Testo fornito:
*-*-*
Fu tra questi che si intravedeva quella mentalità che corrispondeva
grosso modo alla Piattaforma, che si accostava ai ricordi, ancora vivi
tra i più anziani, delle lotte degli anni Venti intorno alla
Piattaforma. Non dimentichiamoci che la Union Anarchiste (UA) prima
della guerra venne fortemente influenzata dalla Piattaforma, soprattutto
tra il 1927 e il 1930[...].
Così, la coesistenza di queste due tendenze divenne impossibile. A
quelli di Bordeaux, ad esempio, non interessava altro che
l'anticlericalismo, e quando si parlava d'altro sparivano e basta.
Organizzavano giri di conferenze che non avevano
nessun contenuto anarchico specifico, ma solo discorsi contro la
religione e sul libero pensiero. Non sto dicendo che tutto ciò fosse
sbagliato o inutile, ma che non era sufficiente. Ricordo alcuni
militanti socialisti del mio quartiere che mi dicevano: "Ti sei
impantanato nelle acque paludose dei tuoi predicatori!", e non sapevo
cosa rispondere. Avevano in gran parte ragione.
Fin dall'inizio c'era una falsa unione tra due correnti che erano molto
diverse. Da un lato persone come Aristide Lapeyre ed i suoi amici che si
accontentavano di fare l'apologia dell'anarchismo selvaggio e dall'altro
tutti i giovani scalpitanti di rabbia e rivendicazioni. C'erano riunioni
in cui ci si confrontava. Me ne ricordo una al numero 10 di Rue de
Lancry a Parigi, in cui Aristide Lapeyre parlò a lungo sulla libertà
dell'Uomo, con la "U" maiuscola, quando Nédélec, un operaio della
Renault della corrente rivoluzionaria, iniziò ad attaccarlo senza
esitazione: "Le cose non stanno così, alla Renault. Lì dobbiamo lottare,
combattere", disse. Al che Lapeyre rispose: "Ma compagno, tutti possiamo
vedere che sei giovane ed impaziente, ma noi siamo i soli ad avere
ragione, mentre tu ti butti all'avventura", e così via. Povero Nédélec,
rimase senza risposta e se andò. E anch'io volevo andarmene.
*-*-*
Dati registrati:
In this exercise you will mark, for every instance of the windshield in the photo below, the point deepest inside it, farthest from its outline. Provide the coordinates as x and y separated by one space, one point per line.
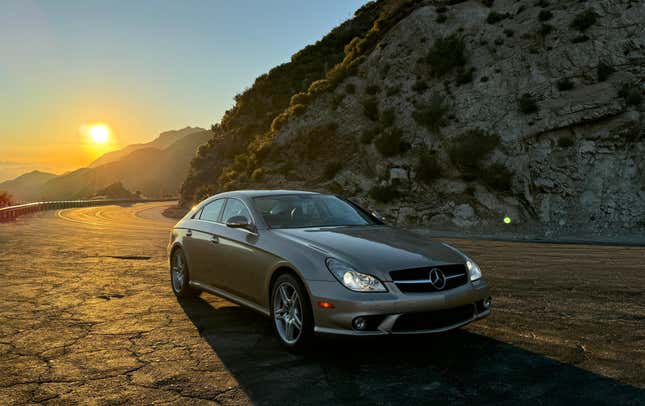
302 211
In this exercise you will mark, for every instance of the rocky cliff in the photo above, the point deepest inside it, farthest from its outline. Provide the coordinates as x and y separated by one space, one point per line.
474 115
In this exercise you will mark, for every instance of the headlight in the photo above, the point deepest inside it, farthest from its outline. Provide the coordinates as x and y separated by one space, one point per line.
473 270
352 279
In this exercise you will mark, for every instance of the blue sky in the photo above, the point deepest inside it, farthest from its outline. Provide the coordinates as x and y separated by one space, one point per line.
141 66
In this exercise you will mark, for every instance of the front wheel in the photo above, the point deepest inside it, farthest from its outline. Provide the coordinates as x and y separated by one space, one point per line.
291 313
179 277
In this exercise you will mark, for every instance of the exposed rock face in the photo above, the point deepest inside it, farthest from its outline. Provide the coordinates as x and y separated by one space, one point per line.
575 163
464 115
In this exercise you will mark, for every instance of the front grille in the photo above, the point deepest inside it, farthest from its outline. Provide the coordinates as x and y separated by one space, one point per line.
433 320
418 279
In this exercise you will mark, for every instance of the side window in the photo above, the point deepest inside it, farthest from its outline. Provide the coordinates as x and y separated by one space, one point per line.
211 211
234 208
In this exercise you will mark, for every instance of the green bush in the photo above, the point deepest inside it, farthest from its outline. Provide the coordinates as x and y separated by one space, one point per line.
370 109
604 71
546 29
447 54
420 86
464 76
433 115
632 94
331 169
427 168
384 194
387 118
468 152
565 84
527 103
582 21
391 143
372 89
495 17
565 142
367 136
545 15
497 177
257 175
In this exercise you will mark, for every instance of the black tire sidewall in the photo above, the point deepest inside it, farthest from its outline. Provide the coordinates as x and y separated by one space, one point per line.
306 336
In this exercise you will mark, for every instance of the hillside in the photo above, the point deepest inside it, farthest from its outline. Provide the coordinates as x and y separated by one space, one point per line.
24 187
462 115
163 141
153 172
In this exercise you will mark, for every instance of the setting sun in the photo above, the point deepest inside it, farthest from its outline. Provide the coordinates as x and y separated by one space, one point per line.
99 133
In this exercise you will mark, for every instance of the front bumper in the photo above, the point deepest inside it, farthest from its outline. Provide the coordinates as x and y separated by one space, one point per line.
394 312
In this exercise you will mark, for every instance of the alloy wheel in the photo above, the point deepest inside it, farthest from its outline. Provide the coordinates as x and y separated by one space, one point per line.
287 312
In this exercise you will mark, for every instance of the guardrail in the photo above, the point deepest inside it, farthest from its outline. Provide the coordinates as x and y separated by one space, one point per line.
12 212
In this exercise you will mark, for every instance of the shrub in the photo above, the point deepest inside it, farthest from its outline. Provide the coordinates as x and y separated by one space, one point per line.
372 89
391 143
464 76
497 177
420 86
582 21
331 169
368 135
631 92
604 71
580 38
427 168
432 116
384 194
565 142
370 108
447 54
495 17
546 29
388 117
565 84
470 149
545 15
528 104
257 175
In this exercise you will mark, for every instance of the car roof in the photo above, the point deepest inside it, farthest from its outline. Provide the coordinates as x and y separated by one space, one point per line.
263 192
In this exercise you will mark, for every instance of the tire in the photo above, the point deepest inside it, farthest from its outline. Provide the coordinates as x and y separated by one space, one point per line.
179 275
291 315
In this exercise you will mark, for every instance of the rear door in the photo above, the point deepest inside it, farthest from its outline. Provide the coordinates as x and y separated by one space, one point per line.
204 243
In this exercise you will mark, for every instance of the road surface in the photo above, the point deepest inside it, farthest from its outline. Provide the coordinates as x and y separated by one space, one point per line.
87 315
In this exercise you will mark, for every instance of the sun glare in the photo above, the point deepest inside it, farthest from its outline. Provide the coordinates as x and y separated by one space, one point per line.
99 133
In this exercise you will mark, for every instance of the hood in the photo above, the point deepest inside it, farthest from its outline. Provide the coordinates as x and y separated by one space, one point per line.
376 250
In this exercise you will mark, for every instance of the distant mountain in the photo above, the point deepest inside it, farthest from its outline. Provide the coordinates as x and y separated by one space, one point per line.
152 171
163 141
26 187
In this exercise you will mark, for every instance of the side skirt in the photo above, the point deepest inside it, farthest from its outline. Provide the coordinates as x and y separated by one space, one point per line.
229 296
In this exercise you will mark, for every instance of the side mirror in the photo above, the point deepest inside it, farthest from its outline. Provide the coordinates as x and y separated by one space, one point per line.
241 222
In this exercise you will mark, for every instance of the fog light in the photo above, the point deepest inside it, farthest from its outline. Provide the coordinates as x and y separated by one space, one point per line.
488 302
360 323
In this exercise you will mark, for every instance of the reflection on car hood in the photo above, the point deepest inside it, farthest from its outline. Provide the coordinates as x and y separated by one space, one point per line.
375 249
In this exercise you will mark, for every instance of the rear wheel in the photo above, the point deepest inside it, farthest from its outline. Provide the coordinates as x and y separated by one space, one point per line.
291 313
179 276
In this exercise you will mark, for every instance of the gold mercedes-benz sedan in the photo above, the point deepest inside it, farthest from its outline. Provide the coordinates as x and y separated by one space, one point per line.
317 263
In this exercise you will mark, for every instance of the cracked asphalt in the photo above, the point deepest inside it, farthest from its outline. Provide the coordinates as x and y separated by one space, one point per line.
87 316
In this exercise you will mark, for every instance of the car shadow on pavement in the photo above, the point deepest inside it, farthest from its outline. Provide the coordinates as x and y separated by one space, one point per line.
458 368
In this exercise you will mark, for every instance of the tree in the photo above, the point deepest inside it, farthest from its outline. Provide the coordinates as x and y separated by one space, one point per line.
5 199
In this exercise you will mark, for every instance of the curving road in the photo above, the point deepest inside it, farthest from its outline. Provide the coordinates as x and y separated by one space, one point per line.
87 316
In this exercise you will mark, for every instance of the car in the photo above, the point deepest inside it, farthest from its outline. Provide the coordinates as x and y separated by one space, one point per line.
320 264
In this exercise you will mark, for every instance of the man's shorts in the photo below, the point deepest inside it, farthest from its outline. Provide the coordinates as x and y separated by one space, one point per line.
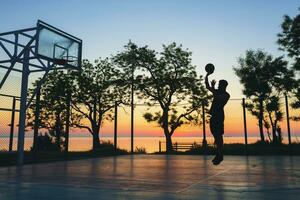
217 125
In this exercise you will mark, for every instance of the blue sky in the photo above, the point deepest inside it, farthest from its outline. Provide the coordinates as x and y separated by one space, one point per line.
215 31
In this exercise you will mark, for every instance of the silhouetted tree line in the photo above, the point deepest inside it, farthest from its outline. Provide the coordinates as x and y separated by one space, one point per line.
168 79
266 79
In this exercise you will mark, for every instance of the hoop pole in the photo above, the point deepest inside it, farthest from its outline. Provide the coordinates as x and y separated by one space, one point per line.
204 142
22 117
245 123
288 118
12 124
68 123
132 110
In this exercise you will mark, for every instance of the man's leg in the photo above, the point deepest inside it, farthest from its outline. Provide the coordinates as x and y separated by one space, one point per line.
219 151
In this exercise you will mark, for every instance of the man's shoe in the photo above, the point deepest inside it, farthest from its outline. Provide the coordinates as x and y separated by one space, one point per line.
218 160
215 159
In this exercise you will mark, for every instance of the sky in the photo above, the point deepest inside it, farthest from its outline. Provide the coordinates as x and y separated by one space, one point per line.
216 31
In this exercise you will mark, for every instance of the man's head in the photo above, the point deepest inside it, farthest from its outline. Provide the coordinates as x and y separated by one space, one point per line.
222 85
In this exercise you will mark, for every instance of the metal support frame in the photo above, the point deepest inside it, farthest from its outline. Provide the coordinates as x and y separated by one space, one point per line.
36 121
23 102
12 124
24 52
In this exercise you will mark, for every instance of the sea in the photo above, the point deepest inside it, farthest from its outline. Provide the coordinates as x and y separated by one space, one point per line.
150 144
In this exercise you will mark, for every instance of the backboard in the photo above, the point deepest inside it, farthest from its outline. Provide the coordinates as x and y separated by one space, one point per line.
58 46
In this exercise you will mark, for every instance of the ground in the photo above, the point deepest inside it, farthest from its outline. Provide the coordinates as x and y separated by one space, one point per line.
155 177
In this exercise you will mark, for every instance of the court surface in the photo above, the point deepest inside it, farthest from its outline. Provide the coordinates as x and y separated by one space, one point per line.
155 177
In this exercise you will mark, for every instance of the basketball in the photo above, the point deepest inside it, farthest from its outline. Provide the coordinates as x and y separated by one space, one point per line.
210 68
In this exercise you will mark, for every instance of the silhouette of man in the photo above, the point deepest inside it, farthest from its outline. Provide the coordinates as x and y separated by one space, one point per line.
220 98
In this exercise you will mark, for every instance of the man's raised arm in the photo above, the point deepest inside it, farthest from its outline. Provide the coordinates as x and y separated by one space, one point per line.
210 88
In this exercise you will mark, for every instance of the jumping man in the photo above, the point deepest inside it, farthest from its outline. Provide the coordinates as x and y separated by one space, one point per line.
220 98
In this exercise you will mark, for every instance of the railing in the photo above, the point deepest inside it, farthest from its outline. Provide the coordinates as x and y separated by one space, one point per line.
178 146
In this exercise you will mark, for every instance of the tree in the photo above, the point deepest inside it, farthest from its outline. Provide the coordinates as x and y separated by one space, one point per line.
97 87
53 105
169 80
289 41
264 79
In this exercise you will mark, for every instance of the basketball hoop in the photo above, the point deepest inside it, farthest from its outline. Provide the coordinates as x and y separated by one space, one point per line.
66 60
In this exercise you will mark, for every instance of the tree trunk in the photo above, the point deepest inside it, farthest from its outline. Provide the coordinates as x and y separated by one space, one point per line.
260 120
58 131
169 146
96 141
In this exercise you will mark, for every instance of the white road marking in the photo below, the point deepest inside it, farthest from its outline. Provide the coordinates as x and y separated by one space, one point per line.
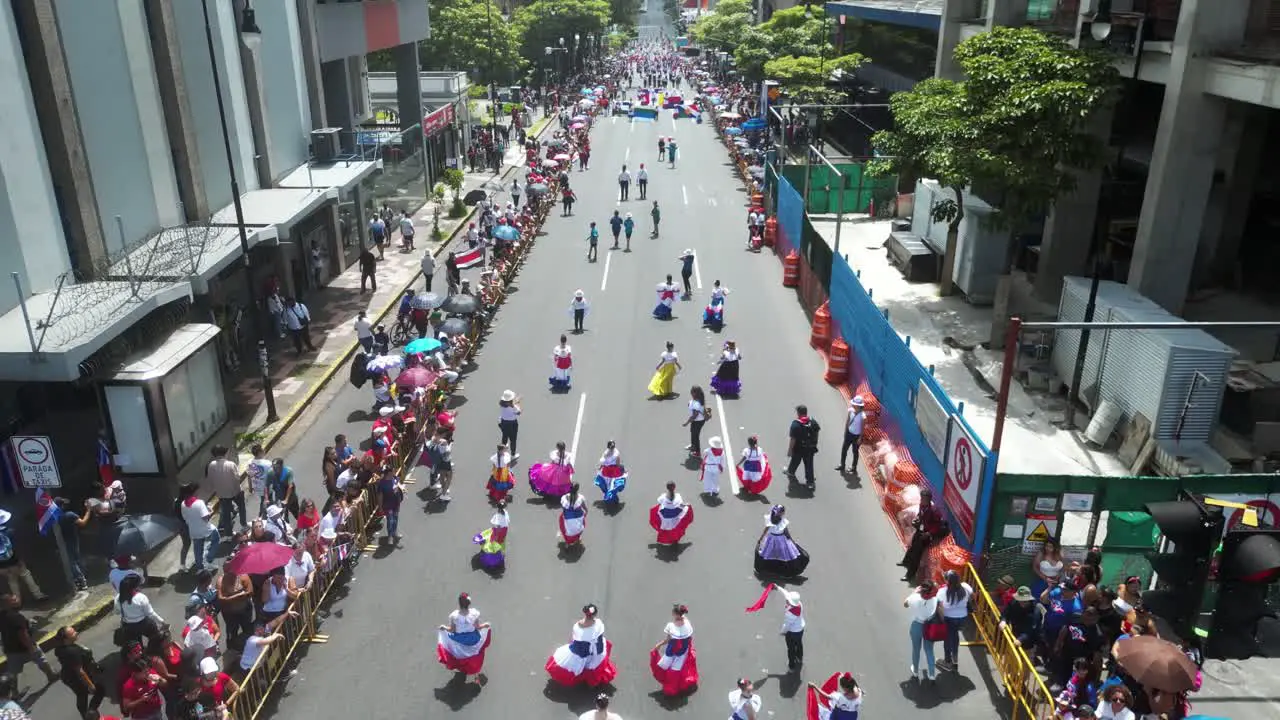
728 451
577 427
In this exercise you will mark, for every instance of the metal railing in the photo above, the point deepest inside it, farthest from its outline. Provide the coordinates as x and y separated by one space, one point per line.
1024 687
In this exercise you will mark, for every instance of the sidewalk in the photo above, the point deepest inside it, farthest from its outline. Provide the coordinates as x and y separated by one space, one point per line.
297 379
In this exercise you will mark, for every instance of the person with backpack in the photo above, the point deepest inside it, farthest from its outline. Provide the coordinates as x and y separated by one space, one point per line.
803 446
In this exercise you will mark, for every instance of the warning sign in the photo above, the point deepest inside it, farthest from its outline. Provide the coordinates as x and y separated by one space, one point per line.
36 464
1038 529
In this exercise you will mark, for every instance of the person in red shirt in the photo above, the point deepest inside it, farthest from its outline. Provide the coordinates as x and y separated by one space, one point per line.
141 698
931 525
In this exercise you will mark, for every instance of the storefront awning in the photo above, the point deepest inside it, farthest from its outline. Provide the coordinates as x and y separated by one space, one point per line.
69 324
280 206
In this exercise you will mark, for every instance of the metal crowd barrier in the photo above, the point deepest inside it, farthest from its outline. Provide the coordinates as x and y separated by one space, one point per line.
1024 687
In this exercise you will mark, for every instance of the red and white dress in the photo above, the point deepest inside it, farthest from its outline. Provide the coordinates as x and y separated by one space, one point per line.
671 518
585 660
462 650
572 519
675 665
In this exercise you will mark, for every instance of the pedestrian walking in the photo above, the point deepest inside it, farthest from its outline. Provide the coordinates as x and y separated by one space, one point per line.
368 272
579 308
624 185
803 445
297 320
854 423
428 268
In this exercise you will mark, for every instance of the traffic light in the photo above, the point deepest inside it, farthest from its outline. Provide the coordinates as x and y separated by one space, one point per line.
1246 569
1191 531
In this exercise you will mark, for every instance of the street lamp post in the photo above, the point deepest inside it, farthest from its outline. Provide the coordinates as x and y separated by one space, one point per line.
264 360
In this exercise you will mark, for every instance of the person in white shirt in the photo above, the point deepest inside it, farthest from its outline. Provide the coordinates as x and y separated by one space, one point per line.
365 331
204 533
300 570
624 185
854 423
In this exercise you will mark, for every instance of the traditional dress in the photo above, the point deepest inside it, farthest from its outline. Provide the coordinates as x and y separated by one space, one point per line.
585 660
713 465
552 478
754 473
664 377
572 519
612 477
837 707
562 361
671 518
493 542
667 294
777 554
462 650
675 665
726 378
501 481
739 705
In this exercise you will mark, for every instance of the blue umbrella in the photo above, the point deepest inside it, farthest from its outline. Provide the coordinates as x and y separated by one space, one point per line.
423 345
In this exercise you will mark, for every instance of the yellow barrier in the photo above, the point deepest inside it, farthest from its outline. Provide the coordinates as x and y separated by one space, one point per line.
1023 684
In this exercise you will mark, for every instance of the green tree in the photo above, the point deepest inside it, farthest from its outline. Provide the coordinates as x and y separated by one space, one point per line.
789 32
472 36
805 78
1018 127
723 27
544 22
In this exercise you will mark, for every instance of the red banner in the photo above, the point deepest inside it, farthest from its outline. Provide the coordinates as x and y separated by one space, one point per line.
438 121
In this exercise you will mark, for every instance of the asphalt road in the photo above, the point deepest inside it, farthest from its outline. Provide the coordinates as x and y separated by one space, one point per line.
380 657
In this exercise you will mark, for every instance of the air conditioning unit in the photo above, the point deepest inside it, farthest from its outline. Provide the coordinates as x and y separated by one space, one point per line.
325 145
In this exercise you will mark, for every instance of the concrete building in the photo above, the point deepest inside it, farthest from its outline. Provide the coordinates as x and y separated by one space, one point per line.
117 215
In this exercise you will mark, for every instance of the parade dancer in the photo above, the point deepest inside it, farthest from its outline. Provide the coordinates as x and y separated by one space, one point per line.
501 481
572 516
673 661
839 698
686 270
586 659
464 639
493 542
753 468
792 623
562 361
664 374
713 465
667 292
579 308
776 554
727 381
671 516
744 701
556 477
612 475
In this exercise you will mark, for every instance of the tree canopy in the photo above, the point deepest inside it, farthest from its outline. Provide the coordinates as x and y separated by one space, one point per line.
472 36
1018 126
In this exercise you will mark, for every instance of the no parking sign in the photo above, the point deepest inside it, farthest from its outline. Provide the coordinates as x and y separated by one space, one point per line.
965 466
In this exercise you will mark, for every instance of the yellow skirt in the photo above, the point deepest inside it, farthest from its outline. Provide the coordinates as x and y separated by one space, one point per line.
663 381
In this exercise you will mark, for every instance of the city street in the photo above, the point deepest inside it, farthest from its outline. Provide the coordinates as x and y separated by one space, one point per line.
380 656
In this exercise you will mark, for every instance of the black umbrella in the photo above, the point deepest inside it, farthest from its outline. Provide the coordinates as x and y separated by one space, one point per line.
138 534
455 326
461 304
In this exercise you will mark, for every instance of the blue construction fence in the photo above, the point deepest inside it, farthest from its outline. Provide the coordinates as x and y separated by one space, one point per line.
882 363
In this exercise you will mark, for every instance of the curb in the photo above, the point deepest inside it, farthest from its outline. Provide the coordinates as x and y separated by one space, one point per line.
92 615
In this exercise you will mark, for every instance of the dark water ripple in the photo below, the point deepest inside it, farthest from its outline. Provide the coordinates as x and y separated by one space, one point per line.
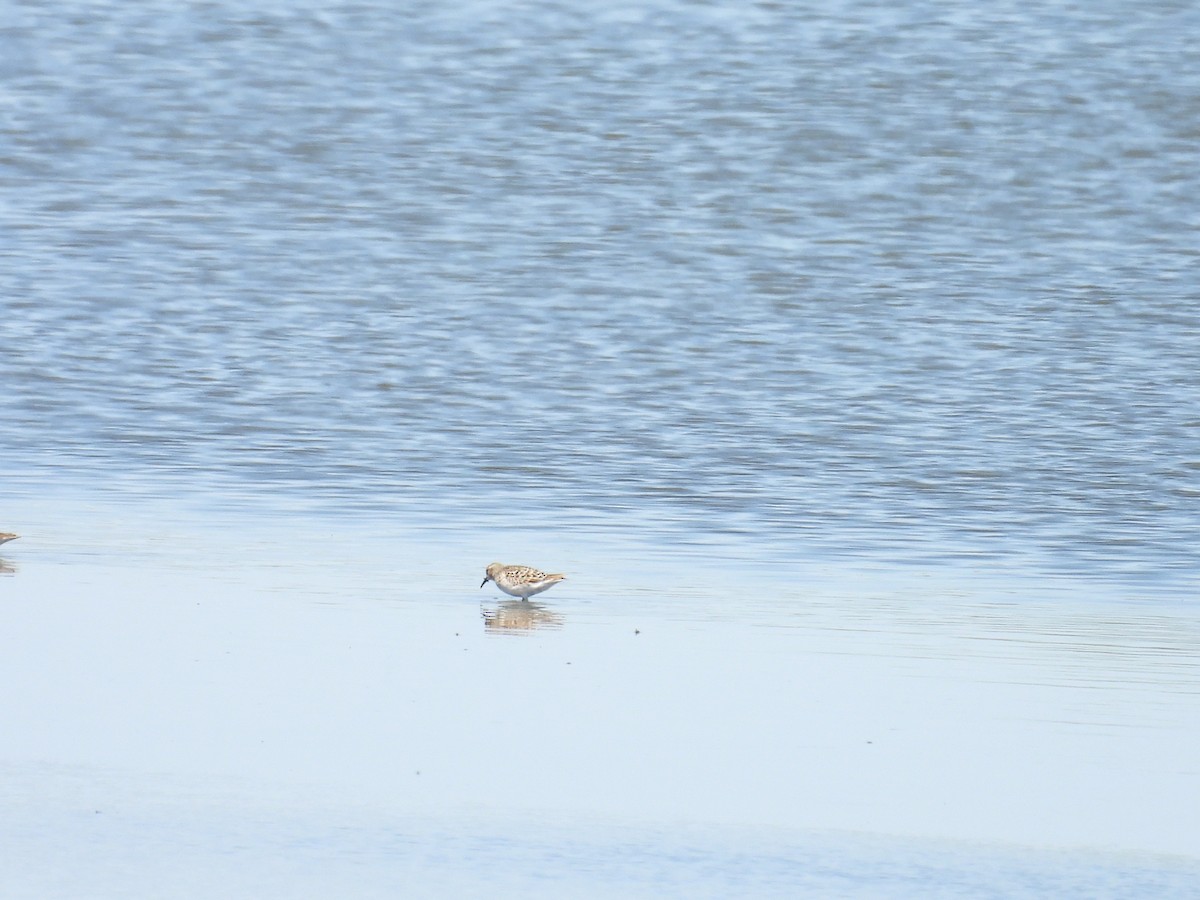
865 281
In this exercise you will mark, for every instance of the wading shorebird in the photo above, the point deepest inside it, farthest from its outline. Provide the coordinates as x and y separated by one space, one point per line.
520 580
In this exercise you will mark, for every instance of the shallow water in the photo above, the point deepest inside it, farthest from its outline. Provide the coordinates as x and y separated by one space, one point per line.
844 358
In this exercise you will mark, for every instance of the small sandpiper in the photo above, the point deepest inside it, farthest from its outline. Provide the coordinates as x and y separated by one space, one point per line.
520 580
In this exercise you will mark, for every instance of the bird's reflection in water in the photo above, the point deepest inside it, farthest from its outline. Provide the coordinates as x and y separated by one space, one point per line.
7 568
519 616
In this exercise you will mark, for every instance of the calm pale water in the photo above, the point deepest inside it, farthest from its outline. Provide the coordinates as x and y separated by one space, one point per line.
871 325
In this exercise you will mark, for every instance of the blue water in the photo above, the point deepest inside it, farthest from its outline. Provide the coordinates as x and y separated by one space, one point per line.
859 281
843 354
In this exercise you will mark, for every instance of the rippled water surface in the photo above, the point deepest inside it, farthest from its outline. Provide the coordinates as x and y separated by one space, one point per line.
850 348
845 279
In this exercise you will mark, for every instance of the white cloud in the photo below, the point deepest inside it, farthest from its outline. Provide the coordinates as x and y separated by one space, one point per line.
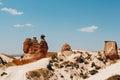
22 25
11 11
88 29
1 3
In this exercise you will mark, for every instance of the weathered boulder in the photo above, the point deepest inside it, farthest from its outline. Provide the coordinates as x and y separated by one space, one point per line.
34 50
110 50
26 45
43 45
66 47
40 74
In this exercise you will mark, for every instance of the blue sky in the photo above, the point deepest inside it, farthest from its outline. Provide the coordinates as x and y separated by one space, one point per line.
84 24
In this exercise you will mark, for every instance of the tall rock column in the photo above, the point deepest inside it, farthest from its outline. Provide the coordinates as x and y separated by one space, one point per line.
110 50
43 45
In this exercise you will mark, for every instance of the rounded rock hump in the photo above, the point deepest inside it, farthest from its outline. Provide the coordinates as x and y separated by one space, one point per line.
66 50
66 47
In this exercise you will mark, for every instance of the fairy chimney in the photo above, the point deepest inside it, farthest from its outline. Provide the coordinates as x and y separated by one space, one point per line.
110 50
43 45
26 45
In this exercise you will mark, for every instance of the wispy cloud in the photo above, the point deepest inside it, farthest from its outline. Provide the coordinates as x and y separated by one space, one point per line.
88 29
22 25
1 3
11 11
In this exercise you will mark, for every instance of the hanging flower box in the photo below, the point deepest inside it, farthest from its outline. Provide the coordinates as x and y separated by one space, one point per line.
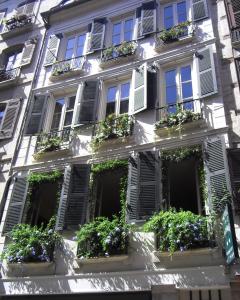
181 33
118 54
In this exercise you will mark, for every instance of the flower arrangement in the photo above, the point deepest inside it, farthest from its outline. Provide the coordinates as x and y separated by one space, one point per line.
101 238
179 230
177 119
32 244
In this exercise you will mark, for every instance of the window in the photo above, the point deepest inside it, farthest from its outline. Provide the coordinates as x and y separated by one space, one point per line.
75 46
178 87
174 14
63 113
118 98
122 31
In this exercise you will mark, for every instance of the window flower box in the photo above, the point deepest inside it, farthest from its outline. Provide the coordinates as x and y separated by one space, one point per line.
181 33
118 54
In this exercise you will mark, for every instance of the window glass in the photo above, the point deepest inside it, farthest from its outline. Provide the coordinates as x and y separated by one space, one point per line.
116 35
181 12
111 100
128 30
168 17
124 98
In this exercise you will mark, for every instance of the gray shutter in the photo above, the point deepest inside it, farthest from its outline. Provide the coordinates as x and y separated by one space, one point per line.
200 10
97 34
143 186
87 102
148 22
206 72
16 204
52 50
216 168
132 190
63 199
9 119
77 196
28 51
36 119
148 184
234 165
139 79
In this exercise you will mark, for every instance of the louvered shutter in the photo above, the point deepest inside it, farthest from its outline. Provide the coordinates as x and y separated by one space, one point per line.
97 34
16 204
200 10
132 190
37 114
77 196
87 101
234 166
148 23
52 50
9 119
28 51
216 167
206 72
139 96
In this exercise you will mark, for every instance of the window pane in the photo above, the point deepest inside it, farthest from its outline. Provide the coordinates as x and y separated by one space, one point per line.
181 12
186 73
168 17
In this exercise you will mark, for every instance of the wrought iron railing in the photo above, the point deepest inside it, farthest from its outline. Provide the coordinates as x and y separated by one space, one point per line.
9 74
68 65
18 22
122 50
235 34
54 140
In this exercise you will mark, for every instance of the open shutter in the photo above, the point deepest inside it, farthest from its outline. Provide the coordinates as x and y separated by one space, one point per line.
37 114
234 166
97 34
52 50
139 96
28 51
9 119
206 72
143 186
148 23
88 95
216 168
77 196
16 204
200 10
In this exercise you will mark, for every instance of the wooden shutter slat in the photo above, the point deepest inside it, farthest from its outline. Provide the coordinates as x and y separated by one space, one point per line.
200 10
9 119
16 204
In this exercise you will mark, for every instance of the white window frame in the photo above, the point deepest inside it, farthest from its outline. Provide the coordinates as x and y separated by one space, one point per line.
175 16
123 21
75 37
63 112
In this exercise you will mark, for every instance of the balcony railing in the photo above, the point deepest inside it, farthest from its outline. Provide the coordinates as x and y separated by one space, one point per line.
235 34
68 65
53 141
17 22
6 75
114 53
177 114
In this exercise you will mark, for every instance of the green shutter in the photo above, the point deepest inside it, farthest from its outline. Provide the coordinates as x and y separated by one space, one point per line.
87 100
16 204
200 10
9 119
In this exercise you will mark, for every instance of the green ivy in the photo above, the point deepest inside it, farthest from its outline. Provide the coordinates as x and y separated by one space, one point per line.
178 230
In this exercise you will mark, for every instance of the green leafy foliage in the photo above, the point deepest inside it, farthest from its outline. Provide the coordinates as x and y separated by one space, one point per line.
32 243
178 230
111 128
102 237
*-*-*
Completa quanto segue:
• 1. Rispondi a queste domande sul brano:
(a) In quali anni, in particolare, la Union Anarchiste fu fortemente influenzata dalla Piattaforma?
(b) Che cosa interessava a quelli di Bordeaux?
(c) Dove lavorava Nédélec?
• 2. Per favore, estrai dal brano il passo che comincia con le parole "Così, la coesistenza" e termina dopo le parole "sparivano e basta.".
Le voci provengono da un'altra fonte.

Soluzioni dell'esercizio:
• 1.
(a) Tra il 1927 e il 1930.
(b) Solo l'anticlericalismo.
(c) Alla Renault, come operaio.

• 2.
Così, la coesistenza di queste due tendenze divenne impossibile. A
quelli di Bordeaux, ad esempio, non interessava altro che
l'anticlericalismo, e quando si parlava d'altro sparivano e basta.